OBJECTIVE:
In this exercise, return only the lines that run from the line with "phrase -- tan rock" to the end of the entries below, both included. Pictures are not copied.

____ TASK INPUT

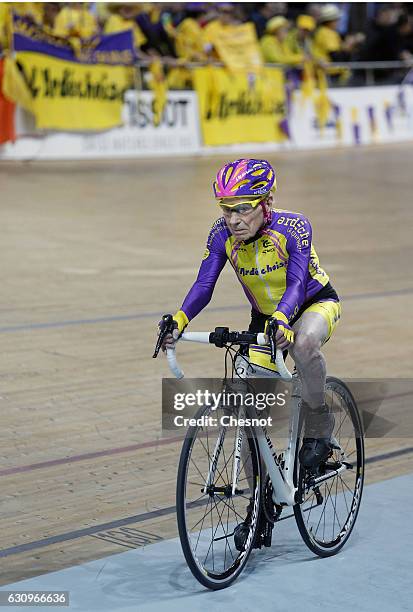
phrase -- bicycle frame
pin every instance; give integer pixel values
(281, 475)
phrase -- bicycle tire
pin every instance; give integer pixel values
(323, 547)
(210, 579)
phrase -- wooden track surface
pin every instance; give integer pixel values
(92, 254)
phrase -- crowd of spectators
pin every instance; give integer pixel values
(288, 33)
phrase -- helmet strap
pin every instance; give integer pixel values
(267, 213)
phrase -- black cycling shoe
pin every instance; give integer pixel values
(314, 451)
(317, 446)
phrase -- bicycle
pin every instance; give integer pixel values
(221, 470)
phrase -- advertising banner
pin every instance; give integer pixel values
(240, 107)
(143, 133)
(71, 87)
(354, 116)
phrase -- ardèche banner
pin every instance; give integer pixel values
(69, 86)
(240, 107)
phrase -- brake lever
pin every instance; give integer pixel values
(272, 330)
(166, 327)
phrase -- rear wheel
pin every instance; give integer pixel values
(328, 510)
(211, 518)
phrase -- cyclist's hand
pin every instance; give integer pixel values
(180, 322)
(285, 335)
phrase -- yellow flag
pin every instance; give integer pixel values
(322, 103)
(308, 82)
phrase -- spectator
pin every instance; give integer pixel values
(122, 17)
(189, 37)
(388, 40)
(387, 37)
(226, 18)
(262, 12)
(158, 41)
(75, 21)
(328, 45)
(274, 46)
(299, 38)
(4, 26)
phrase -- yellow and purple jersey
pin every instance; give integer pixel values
(278, 269)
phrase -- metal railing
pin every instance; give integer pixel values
(384, 72)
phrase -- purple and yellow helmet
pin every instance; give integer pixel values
(252, 178)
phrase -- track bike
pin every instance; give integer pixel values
(233, 486)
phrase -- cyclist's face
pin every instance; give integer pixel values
(243, 220)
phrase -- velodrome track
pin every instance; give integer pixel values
(92, 254)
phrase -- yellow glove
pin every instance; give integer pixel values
(279, 320)
(181, 320)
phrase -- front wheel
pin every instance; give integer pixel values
(326, 512)
(211, 516)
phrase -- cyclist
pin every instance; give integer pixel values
(273, 256)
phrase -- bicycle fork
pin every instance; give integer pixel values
(236, 466)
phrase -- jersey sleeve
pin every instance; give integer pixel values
(299, 250)
(213, 261)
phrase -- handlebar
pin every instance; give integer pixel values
(222, 337)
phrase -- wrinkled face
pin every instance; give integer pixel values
(243, 219)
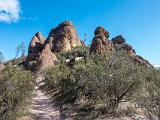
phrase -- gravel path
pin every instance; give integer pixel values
(42, 107)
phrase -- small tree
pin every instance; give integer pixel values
(1, 57)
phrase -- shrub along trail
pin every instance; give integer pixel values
(42, 107)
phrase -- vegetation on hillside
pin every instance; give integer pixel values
(16, 85)
(100, 84)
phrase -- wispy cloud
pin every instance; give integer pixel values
(9, 10)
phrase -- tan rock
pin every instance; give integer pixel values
(63, 38)
(100, 43)
(36, 46)
(118, 40)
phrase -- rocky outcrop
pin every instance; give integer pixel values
(120, 44)
(46, 59)
(2, 67)
(100, 43)
(63, 38)
(118, 40)
(36, 46)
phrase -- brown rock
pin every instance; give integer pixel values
(2, 67)
(140, 60)
(101, 30)
(63, 38)
(36, 46)
(46, 59)
(118, 40)
(100, 43)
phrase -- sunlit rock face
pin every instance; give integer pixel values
(63, 38)
(36, 46)
(100, 43)
(46, 59)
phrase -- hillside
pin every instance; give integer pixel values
(62, 78)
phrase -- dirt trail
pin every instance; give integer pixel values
(42, 107)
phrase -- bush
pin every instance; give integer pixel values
(101, 84)
(15, 88)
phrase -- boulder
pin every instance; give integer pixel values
(36, 46)
(63, 38)
(118, 40)
(46, 59)
(101, 30)
(140, 60)
(100, 43)
(1, 67)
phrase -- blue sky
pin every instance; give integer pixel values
(137, 20)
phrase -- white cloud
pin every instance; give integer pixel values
(9, 10)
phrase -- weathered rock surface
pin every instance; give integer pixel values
(47, 59)
(36, 46)
(1, 67)
(63, 38)
(100, 43)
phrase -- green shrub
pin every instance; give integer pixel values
(16, 85)
(101, 84)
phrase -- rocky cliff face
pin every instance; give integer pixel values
(36, 46)
(101, 43)
(46, 59)
(63, 38)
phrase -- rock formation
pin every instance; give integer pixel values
(120, 43)
(63, 38)
(36, 46)
(46, 59)
(2, 67)
(100, 43)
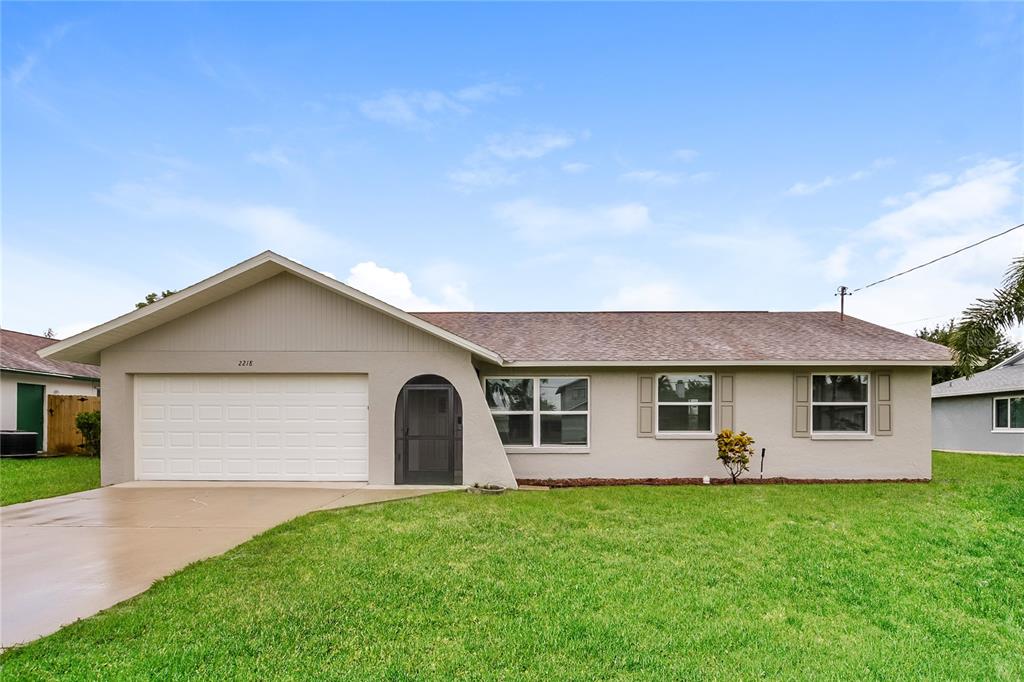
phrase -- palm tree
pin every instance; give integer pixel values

________

COMPLETED EXERCISE:
phrase -- tan rock
pin every instance; give integer pixel values
(63, 38)
(100, 43)
(36, 46)
(118, 40)
phrase -- rocky outcrop
pin every instance; give integer pixel values
(120, 44)
(46, 59)
(2, 67)
(100, 43)
(63, 38)
(118, 40)
(36, 46)
phrase -- brown rock
pin every instance; give integer pixel values
(2, 67)
(140, 60)
(101, 30)
(63, 38)
(36, 46)
(46, 59)
(118, 40)
(100, 43)
phrase -- sunlit rock face
pin every instance; give integer pixel values
(63, 38)
(36, 46)
(100, 43)
(46, 59)
phrase -- hillside
pin every instance; give integer pixel values
(62, 78)
phrase -- dirt trail
pin every instance; give integer pixel values
(42, 107)
phrase -- bush
pin every instance; give integer pixel values
(101, 84)
(15, 88)
phrase -- boulder
pin every instance; give integer pixel values
(36, 46)
(63, 38)
(118, 40)
(46, 59)
(101, 30)
(140, 60)
(100, 43)
(1, 67)
phrase -- blue sky
pin every instance; give integer pixel values
(137, 20)
phrase -- white cloud
pin every instance; give integer pixel values
(9, 10)
phrase -- weathered rock surface
pin every instance; give integer pixel values
(47, 59)
(36, 46)
(1, 67)
(63, 38)
(100, 43)
phrase -- green shrub
pin every instance; give integer pixel values
(16, 85)
(101, 84)
phrase -- rocky cliff face
pin every instance; give integer pixel values
(36, 46)
(101, 43)
(46, 59)
(63, 38)
phrase -- rock formation
pin every instance; give integer pixel values
(120, 43)
(63, 38)
(36, 46)
(46, 59)
(2, 67)
(100, 43)
phrase -- palm tree
pin every instance; give integer pixel values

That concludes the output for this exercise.